## TASK BRIEF
Which lines below contain the word "reflection"? Pick out each of them and copy it.

## PROVIDED DATA
--

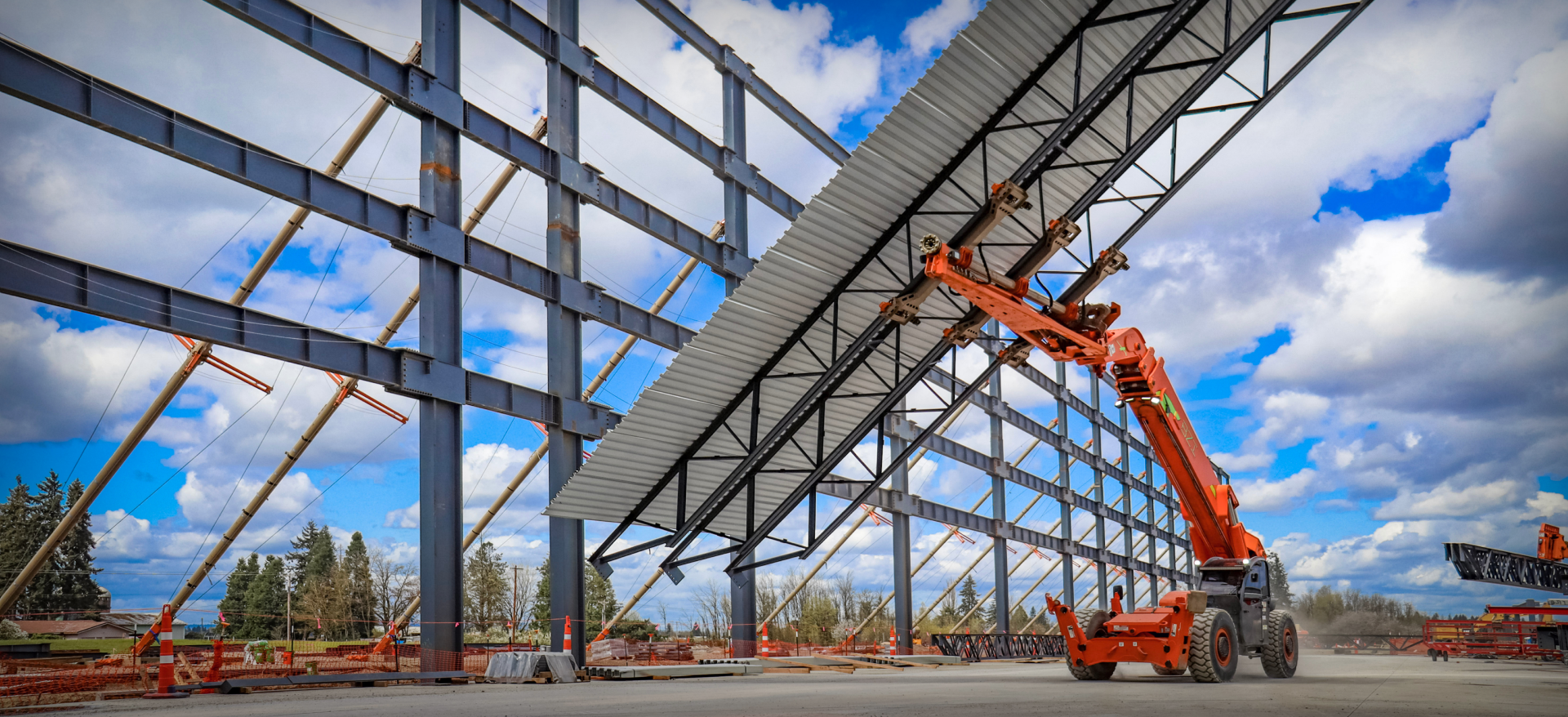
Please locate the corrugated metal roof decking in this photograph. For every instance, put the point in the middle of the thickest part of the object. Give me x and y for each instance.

--

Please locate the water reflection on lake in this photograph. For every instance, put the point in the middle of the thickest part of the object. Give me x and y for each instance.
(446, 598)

--

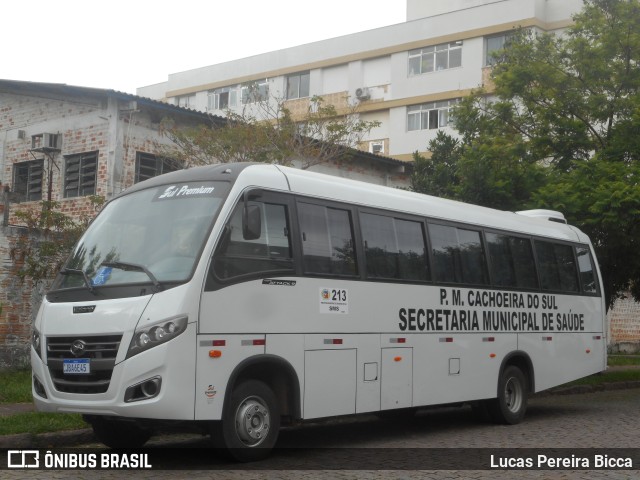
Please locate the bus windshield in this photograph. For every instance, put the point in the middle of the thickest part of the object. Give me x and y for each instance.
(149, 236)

--

## WRITTEN RESPONSE
Please locate the water reflection on lake in this photograph. For every instance, put the point in the middle of the thickest part of the object. Give me x and y for each instance.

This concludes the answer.